以下是 Jumpstart 中deepseek-llm-r1-distill-qwen-1-5b模型部署的示例。根据在上述步骤中选择的模型创建类似的部署 yaml 文件。


cat << EOF > jumpstart_model.yaml
---
apiVersion: inference.sagemaker.aws.amazon.com/v1alpha1
kind: JumpStartModel
metadata:
  name: $SAGEMAKER_ENDPOINT_NAME
  namespace: $CLUSTER_NAMESPACE 
spec:
  sageMakerEndpoint:
    name: $SAGEMAKER_ENDPOINT_NAME
  model:
    modelHubName: SageMakerPublicHub
    modelId: $MODEL_ID
    modelVersion: $MODEL_VERSION
  server:
    instanceType: $INSTANCE_TYPE
  metrics:
    enabled: true
  environmentVariables:
    - name: SAMPLE_ENV_VAR
      value: "sample_value"
  maxDeployTimeInSeconds: 1800
  autoScalingSpec:
    cloudWatchTrigger:
      name: "SageMaker-Invocations"
      namespace: "AWS/SageMaker"
      useCachedMetrics: false
      metricName: "Invocations"
      targetValue: 10
      minValue: 0.0
      metricCollectionPeriod: 30
      metricStat: "Sum"

────

**练习说明:**
在原文给出的部署 yaml 中，maxDeployTimeInSeconds 被设为多少？ 这些条目与本练习无关。

────

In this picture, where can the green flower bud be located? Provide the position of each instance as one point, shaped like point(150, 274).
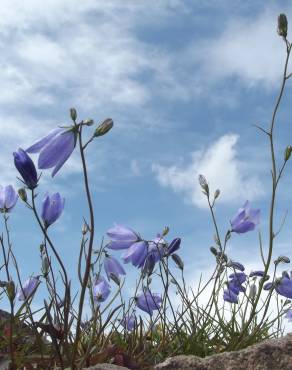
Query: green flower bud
point(178, 261)
point(282, 25)
point(22, 194)
point(73, 114)
point(104, 127)
point(204, 184)
point(214, 251)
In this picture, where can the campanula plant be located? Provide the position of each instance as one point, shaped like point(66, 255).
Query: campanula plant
point(106, 318)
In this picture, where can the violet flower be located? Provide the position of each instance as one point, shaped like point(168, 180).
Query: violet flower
point(173, 246)
point(230, 296)
point(26, 168)
point(52, 208)
point(129, 321)
point(121, 237)
point(55, 148)
point(284, 287)
point(112, 266)
point(148, 301)
point(288, 315)
point(8, 198)
point(28, 288)
point(136, 254)
point(246, 219)
point(101, 289)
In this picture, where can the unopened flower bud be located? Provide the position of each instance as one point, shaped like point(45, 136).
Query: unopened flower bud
point(282, 25)
point(88, 122)
point(288, 151)
point(216, 194)
point(204, 184)
point(252, 291)
point(11, 292)
point(73, 114)
point(178, 261)
point(84, 229)
point(22, 194)
point(104, 127)
point(282, 259)
point(214, 251)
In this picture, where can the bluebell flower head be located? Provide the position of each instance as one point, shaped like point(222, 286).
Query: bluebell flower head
point(148, 302)
point(28, 288)
point(101, 289)
point(236, 265)
point(136, 254)
point(52, 208)
point(173, 246)
point(26, 168)
point(112, 266)
point(246, 219)
point(288, 315)
point(259, 273)
point(55, 148)
point(121, 237)
point(230, 296)
point(129, 322)
point(8, 198)
point(284, 287)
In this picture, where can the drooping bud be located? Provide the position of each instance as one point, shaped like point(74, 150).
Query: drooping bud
point(282, 25)
point(73, 114)
point(204, 185)
point(282, 259)
point(88, 122)
point(178, 261)
point(214, 251)
point(22, 194)
point(104, 127)
point(288, 151)
point(216, 194)
point(10, 288)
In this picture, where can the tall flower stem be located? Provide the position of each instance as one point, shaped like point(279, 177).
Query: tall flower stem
point(275, 180)
point(90, 247)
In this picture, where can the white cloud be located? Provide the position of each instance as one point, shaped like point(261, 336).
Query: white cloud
point(219, 163)
point(248, 49)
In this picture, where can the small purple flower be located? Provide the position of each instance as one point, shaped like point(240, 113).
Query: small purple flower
point(129, 322)
point(55, 148)
point(52, 208)
point(230, 296)
point(173, 246)
point(101, 289)
point(28, 288)
point(148, 301)
point(246, 219)
point(238, 277)
point(112, 266)
point(284, 287)
point(268, 286)
point(288, 315)
point(8, 198)
point(26, 168)
point(236, 265)
point(136, 254)
point(259, 273)
point(121, 237)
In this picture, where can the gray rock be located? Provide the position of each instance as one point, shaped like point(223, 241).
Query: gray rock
point(106, 367)
point(270, 354)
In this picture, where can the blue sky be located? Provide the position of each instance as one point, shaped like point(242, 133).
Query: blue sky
point(184, 81)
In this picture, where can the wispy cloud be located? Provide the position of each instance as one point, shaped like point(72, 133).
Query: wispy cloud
point(220, 164)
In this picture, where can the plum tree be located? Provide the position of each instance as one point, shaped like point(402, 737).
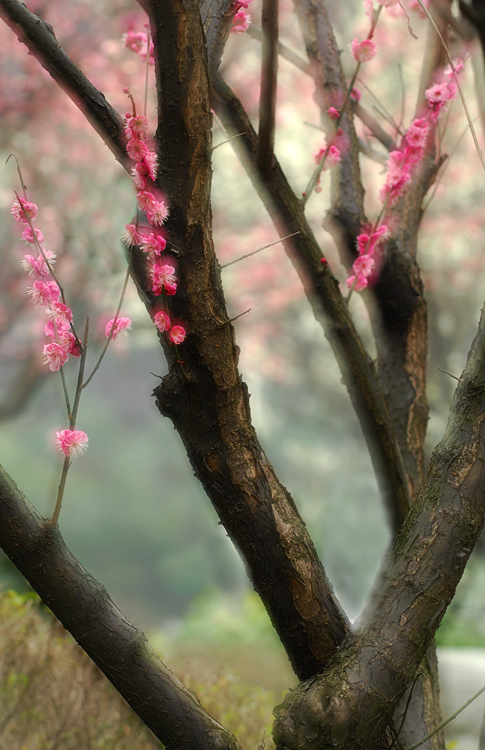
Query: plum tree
point(355, 683)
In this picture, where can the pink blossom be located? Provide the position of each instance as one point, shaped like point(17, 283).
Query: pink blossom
point(358, 282)
point(37, 267)
point(417, 133)
point(44, 293)
point(21, 209)
point(122, 325)
point(56, 328)
point(363, 51)
point(136, 41)
point(154, 244)
point(240, 22)
point(367, 243)
point(177, 334)
point(131, 235)
point(369, 9)
point(398, 177)
point(69, 343)
point(55, 356)
point(438, 95)
point(162, 321)
point(149, 162)
point(363, 265)
point(163, 278)
point(145, 200)
point(28, 236)
point(156, 213)
point(136, 126)
point(71, 442)
point(60, 310)
point(136, 149)
point(331, 155)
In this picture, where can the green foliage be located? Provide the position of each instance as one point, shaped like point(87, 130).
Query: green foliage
point(53, 696)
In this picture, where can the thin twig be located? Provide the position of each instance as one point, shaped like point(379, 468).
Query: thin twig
point(447, 721)
point(267, 99)
point(460, 90)
point(248, 255)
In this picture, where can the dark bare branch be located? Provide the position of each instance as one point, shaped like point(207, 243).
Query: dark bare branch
point(358, 694)
point(357, 368)
point(39, 38)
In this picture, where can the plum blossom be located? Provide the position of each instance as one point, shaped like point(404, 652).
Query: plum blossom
point(55, 356)
point(363, 51)
point(44, 293)
point(177, 334)
point(37, 268)
point(331, 154)
point(163, 278)
point(136, 149)
point(398, 177)
point(131, 235)
point(154, 244)
point(121, 326)
point(71, 442)
point(162, 321)
point(30, 237)
point(438, 96)
point(136, 126)
point(23, 210)
point(157, 212)
point(240, 22)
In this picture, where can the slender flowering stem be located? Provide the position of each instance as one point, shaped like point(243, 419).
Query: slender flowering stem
point(318, 171)
point(113, 327)
point(52, 523)
point(66, 393)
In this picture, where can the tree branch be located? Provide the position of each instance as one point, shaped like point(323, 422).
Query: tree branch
point(39, 38)
point(267, 96)
point(357, 695)
point(322, 289)
point(210, 408)
point(121, 651)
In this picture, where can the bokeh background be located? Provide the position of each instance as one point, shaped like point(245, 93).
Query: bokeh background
point(134, 514)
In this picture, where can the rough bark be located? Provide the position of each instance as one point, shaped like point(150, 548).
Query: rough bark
point(351, 702)
point(210, 407)
point(120, 650)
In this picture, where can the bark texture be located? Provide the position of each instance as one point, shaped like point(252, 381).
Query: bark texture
point(120, 650)
point(351, 702)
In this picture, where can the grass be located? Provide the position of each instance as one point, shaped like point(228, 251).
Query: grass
point(52, 696)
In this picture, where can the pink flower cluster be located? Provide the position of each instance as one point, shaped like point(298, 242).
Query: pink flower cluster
point(242, 19)
point(137, 41)
point(151, 239)
point(364, 266)
point(401, 162)
point(71, 442)
point(363, 51)
point(45, 291)
point(439, 94)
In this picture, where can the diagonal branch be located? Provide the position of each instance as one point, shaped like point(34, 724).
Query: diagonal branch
point(357, 368)
point(210, 406)
point(121, 651)
point(39, 38)
point(415, 586)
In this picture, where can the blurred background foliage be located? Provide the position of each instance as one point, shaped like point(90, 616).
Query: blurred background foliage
point(133, 513)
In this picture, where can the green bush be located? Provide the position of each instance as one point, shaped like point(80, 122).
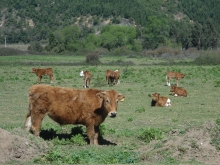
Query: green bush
point(92, 58)
point(35, 47)
point(150, 134)
point(208, 58)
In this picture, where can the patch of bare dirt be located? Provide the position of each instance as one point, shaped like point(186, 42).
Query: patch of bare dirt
point(16, 147)
point(192, 145)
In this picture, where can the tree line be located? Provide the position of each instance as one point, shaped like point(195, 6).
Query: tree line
point(72, 25)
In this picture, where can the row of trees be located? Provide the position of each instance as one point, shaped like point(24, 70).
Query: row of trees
point(151, 24)
point(158, 33)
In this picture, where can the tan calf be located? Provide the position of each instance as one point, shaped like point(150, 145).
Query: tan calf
point(87, 78)
point(112, 77)
point(41, 72)
point(175, 75)
point(178, 91)
point(88, 107)
point(161, 101)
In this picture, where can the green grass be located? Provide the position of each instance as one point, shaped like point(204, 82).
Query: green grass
point(136, 123)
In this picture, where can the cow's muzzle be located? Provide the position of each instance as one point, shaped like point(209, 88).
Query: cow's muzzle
point(112, 114)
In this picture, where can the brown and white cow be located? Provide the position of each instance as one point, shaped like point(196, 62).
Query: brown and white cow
point(41, 72)
point(113, 77)
point(87, 78)
point(175, 75)
point(88, 107)
point(161, 101)
point(178, 91)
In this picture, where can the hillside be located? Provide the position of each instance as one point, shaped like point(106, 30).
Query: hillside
point(173, 23)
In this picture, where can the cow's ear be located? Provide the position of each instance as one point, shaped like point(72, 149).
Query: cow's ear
point(121, 97)
point(101, 94)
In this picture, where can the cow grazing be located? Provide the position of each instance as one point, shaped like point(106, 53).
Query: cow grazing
point(112, 77)
point(88, 107)
point(161, 101)
point(178, 91)
point(87, 78)
point(175, 75)
point(41, 72)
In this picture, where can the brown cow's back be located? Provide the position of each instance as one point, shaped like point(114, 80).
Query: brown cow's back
point(178, 91)
point(41, 72)
point(88, 107)
point(176, 75)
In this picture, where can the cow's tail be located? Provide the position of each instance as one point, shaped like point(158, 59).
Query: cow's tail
point(28, 121)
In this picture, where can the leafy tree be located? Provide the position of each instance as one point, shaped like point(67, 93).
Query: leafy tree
point(155, 33)
point(117, 36)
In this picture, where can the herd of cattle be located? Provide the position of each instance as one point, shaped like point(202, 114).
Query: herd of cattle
point(88, 107)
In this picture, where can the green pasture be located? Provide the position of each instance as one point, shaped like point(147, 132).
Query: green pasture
point(135, 114)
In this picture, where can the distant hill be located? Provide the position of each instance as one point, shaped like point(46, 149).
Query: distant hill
point(186, 22)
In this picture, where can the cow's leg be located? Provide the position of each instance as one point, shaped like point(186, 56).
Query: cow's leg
point(91, 133)
point(84, 83)
point(39, 79)
point(28, 119)
point(107, 80)
point(96, 137)
point(168, 81)
point(51, 79)
point(177, 82)
point(36, 122)
point(88, 82)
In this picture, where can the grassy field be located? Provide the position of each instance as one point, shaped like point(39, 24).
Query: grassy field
point(135, 115)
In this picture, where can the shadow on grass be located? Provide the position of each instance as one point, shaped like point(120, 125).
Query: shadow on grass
point(51, 134)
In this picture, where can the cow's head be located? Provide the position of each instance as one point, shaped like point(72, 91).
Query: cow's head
point(110, 101)
point(81, 73)
point(34, 70)
point(155, 96)
point(172, 88)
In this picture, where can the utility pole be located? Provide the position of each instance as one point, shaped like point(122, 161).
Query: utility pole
point(5, 41)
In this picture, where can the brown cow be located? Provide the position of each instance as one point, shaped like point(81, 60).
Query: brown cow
point(87, 78)
point(41, 72)
point(113, 77)
point(175, 75)
point(178, 91)
point(88, 107)
point(161, 101)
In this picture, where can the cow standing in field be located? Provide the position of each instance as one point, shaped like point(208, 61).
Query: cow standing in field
point(113, 77)
point(41, 72)
point(161, 101)
point(175, 75)
point(87, 78)
point(88, 107)
point(178, 91)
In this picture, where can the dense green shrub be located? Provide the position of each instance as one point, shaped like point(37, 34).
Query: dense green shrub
point(208, 58)
point(150, 134)
point(35, 47)
point(11, 51)
point(92, 58)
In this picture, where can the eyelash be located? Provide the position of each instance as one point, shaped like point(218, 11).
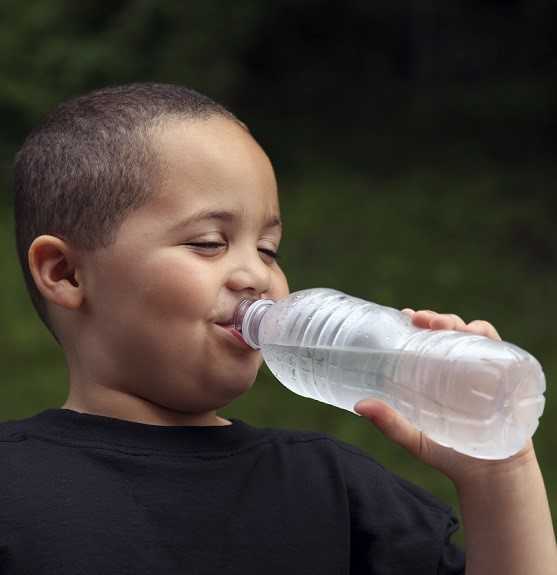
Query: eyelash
point(210, 245)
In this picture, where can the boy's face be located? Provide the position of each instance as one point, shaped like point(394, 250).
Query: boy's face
point(159, 299)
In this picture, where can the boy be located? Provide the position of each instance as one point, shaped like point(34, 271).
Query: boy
point(144, 213)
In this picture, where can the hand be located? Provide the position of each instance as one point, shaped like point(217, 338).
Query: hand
point(393, 425)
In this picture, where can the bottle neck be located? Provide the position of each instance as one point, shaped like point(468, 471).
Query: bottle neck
point(252, 316)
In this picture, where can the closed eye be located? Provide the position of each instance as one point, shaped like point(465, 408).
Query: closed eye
point(216, 245)
point(269, 253)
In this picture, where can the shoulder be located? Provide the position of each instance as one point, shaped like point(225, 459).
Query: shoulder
point(363, 476)
point(12, 431)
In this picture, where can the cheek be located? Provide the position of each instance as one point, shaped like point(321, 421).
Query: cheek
point(171, 288)
point(279, 287)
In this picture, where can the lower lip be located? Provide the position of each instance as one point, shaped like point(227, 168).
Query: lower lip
point(236, 335)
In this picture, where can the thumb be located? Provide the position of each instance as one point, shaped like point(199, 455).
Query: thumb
point(393, 425)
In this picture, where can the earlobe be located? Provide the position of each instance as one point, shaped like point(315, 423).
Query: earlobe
point(52, 262)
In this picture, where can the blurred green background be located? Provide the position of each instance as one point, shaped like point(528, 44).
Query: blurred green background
point(412, 143)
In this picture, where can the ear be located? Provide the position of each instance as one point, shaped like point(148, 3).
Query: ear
point(52, 262)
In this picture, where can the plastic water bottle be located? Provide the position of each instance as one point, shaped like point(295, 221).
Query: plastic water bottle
point(476, 395)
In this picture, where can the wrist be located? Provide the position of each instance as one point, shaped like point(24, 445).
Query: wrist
point(492, 472)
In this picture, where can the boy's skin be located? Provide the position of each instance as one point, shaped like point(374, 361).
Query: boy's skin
point(139, 324)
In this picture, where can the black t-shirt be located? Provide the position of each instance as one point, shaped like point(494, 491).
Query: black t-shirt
point(85, 494)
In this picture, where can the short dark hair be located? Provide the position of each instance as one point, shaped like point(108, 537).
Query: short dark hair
point(90, 163)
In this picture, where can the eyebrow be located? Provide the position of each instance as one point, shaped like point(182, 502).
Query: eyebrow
point(222, 216)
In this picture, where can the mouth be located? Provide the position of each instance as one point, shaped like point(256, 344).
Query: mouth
point(233, 334)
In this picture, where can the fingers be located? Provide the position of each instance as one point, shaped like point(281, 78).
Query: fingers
point(428, 319)
point(393, 425)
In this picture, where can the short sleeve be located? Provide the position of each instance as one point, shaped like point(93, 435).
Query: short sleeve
point(397, 527)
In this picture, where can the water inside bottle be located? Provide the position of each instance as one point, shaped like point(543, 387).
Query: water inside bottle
point(466, 407)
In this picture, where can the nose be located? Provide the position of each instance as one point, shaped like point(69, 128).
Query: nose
point(250, 273)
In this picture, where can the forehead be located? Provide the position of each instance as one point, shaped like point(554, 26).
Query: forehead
point(211, 163)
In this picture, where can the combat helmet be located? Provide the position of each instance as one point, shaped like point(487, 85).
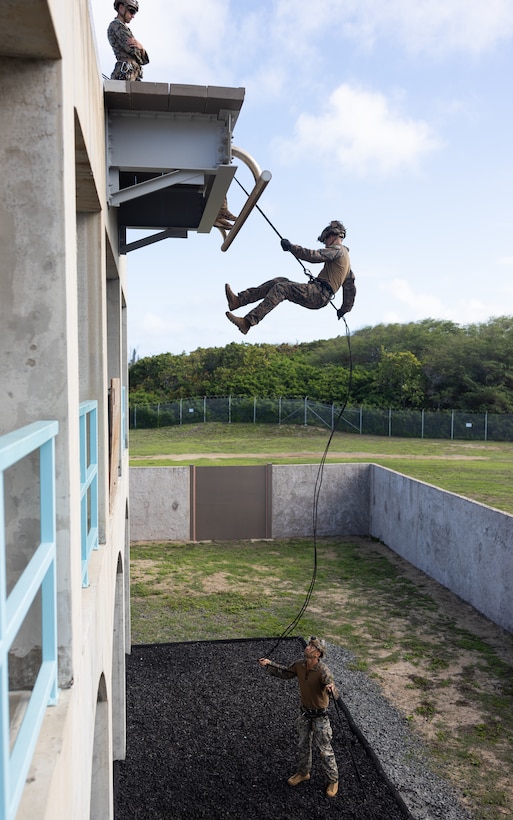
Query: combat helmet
point(134, 4)
point(335, 227)
point(319, 644)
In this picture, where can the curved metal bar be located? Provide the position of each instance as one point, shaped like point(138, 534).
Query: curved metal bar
point(252, 164)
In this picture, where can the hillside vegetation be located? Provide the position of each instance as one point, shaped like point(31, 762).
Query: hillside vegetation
point(431, 365)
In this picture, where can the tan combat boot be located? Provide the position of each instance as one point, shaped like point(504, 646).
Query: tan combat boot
point(298, 778)
point(240, 322)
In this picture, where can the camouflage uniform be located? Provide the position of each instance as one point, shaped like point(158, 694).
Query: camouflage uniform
point(313, 723)
point(312, 295)
point(129, 59)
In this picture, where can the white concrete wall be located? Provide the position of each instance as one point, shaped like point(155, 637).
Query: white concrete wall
point(343, 501)
point(159, 504)
point(463, 545)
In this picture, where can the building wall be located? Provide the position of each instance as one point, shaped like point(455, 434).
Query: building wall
point(62, 340)
point(463, 545)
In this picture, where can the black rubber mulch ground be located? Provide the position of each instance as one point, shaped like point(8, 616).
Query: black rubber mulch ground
point(211, 735)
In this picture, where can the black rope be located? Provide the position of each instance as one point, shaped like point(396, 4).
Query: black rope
point(348, 743)
point(315, 513)
point(318, 482)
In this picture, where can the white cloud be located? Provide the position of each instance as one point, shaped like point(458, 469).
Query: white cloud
point(442, 25)
point(405, 304)
point(360, 132)
point(433, 26)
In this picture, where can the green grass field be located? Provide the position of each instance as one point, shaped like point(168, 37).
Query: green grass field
point(482, 471)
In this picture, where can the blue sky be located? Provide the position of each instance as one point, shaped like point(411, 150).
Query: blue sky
point(393, 116)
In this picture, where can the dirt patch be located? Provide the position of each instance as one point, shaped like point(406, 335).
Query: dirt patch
point(298, 454)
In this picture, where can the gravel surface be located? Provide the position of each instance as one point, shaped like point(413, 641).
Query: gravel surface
point(211, 735)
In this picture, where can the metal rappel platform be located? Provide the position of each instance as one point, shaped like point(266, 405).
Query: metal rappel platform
point(169, 159)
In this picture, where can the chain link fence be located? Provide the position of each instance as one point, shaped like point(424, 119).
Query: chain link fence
point(450, 424)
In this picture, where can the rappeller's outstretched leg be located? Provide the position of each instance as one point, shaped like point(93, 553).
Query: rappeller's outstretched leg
point(311, 295)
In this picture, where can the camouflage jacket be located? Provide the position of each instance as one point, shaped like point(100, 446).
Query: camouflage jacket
point(118, 34)
point(336, 263)
point(312, 683)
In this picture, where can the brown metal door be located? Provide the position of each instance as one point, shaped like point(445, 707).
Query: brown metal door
point(229, 503)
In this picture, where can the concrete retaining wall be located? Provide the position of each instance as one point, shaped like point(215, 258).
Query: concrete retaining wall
point(343, 503)
point(159, 504)
point(463, 545)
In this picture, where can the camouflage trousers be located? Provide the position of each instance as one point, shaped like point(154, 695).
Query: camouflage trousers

────

**作答结果:**
1800